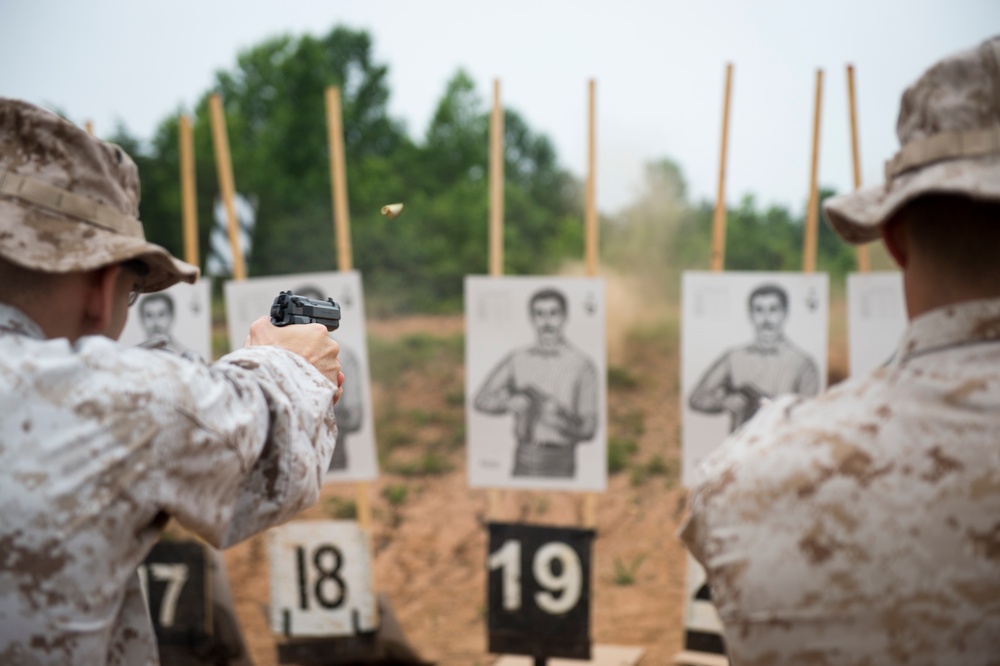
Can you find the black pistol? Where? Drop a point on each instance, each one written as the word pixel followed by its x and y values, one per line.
pixel 291 309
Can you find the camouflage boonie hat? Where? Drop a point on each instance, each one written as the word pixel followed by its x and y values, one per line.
pixel 70 202
pixel 949 130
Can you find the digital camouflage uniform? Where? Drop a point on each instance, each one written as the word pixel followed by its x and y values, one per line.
pixel 862 526
pixel 99 444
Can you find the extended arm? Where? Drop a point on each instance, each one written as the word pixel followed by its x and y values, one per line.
pixel 579 421
pixel 710 394
pixel 495 395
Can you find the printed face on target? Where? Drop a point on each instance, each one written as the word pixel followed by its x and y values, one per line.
pixel 768 310
pixel 548 315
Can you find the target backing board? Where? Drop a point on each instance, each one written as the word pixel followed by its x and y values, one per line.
pixel 180 316
pixel 876 319
pixel 354 458
pixel 536 388
pixel 746 337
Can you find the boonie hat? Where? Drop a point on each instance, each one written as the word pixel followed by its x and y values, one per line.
pixel 70 202
pixel 949 130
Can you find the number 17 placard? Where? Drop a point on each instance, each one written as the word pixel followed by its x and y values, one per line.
pixel 539 590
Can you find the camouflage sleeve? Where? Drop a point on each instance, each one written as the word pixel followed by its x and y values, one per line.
pixel 712 510
pixel 243 443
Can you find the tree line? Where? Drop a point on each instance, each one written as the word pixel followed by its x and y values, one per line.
pixel 274 105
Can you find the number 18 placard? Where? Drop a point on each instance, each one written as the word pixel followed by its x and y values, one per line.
pixel 321 581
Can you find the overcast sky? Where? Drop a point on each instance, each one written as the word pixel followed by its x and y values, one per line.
pixel 659 68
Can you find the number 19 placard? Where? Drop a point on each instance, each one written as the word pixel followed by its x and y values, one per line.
pixel 539 590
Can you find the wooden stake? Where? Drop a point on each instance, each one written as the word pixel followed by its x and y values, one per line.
pixel 496 182
pixel 224 167
pixel 718 260
pixel 864 261
pixel 496 228
pixel 812 212
pixel 589 517
pixel 189 208
pixel 338 179
pixel 590 210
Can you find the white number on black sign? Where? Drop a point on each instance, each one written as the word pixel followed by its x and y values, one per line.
pixel 556 568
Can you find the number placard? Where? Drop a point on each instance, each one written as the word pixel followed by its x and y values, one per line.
pixel 175 582
pixel 539 590
pixel 320 579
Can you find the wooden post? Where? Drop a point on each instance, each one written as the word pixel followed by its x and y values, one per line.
pixel 342 230
pixel 812 212
pixel 864 260
pixel 496 227
pixel 345 262
pixel 189 208
pixel 590 210
pixel 589 517
pixel 338 179
pixel 718 260
pixel 496 182
pixel 224 168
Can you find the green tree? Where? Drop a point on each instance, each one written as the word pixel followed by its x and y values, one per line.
pixel 276 124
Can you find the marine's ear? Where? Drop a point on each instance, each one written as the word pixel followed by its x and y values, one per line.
pixel 99 298
pixel 896 240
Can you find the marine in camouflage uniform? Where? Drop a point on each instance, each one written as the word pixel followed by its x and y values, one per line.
pixel 99 444
pixel 863 526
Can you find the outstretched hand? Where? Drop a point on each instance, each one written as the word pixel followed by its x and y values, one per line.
pixel 310 341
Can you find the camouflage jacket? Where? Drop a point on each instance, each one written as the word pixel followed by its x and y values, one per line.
pixel 863 526
pixel 100 444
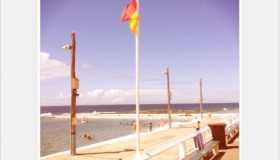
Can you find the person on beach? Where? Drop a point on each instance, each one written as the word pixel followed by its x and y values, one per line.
pixel 209 114
pixel 161 123
pixel 140 126
pixel 134 126
pixel 151 126
pixel 198 125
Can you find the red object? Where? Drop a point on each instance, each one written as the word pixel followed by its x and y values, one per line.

Exercise description
Update all of the data above by replacing every "Drop a point" with "Place a point" and keeping everything else unchanged. Leave the pictures out of your answer.

Response to the exercise
Can you find the black pistol? Where? Place a point on each instance, each one written as the word pixel followed by its x and y values, one per line.
pixel 291 309
Can you find the camouflage boonie hat? Where? Place a point on each instance, each one written as the word pixel followed by its x and y values, one per line.
pixel 70 202
pixel 949 130
Can you find the digital camouflage uniform? Where? Place a point on each instance, each one written as the word pixel followed by its x and y values, one per line.
pixel 862 526
pixel 99 444
Can you find the extended arm? Where? Place a point on each instance, each one written as the word pixel followed by its x and y values, one per line.
pixel 579 421
pixel 710 394
pixel 495 395
Can you find the printed face on target? Where? Place a point on each instance, each one written as the word pixel followed by its x and y values, one per line.
pixel 768 310
pixel 548 315
Can you find the target backing board? Where? Place a point on each instance, each one written as the word pixel followed by its x and y values, one per line.
pixel 180 316
pixel 876 319
pixel 354 458
pixel 536 388
pixel 746 337
Can you find the boonie hat? Where? Place a point on each instance, each one written as the word pixel followed by its x and y values, one per line.
pixel 70 202
pixel 949 130
Can you find the number 17 placard? Where? Place a point on each instance, each one written as the word pixel followed by its x and y values, one per line.
pixel 539 590
Can you find the camouflage sleeve? Where? Place a point on each instance, each one written as the word pixel followed by its x and y values, one per line.
pixel 712 510
pixel 243 443
Can you find the tree line? Where? Place a point on each instance, each one written as the word pixel followed by its x and y values, one per line.
pixel 274 105
Can you find the number 18 placard? Where? Place a point on each instance, each one written as the word pixel followed by its x and y values, one per line.
pixel 321 581
Can you find the overcast sky? Where? Place a point on each instance, each one written as the word pixel followed by its x and y values, one per line.
pixel 659 68
Can you find the number 19 placard? Where? Place a point on each instance, each one written as the word pixel followed by its x and y values, one per line.
pixel 539 590
Can you find the wooden stake? Where? Place a point on each instance, each one written as the word pixel followed by its x and y values, one per line.
pixel 496 182
pixel 224 167
pixel 718 260
pixel 864 261
pixel 496 228
pixel 812 212
pixel 589 517
pixel 189 208
pixel 338 179
pixel 590 210
Can you find the white number on black sign? Where? Place a point on each instance, each one written as the word pixel followed by its x and y values, one per line.
pixel 556 568
Can you find the number placard? Where? Place a point on each instance, each one written as the word pixel followed by its x and y values, one per line.
pixel 175 582
pixel 539 590
pixel 320 579
Can you find the wooden post? Where? Place a point on each instance, each one written as the word pixel followed by its x and y values, one per line.
pixel 342 230
pixel 812 212
pixel 864 260
pixel 496 227
pixel 345 262
pixel 189 208
pixel 590 210
pixel 589 517
pixel 338 179
pixel 718 260
pixel 496 182
pixel 224 168
Can you find the green tree? Where? Place a point on each instance, each one written as the word pixel followed by its x and y values, one per line.
pixel 276 124
Can you find the marine's ear? Where? Place a point on each instance, each one written as the word pixel followed by its x and y values, one per line.
pixel 99 298
pixel 896 240
Can you find the marine in camouflage uniform? Where? Place a point on each instance, each one written as the word pixel followed by its x and y values, one per line.
pixel 99 444
pixel 863 526
Can you find the outstretched hand? Where? Place a point on each instance, each one written as the word pixel followed by its x and y values, one per line.
pixel 310 341
Can you find the camouflage jacket? Where? Place a point on each instance, each one written as the word pixel followed by its x and y values, one per line.
pixel 863 526
pixel 100 444
Can you find the person on beach? Where? Place a point on each instance, each one written as the word pixel followed by its x and y values, one per line.
pixel 209 114
pixel 161 123
pixel 140 126
pixel 134 126
pixel 151 126
pixel 198 125
Can you find the red object? Where? Place a point on each instance, each one written as the word pixel followed by its x and y values, one per line.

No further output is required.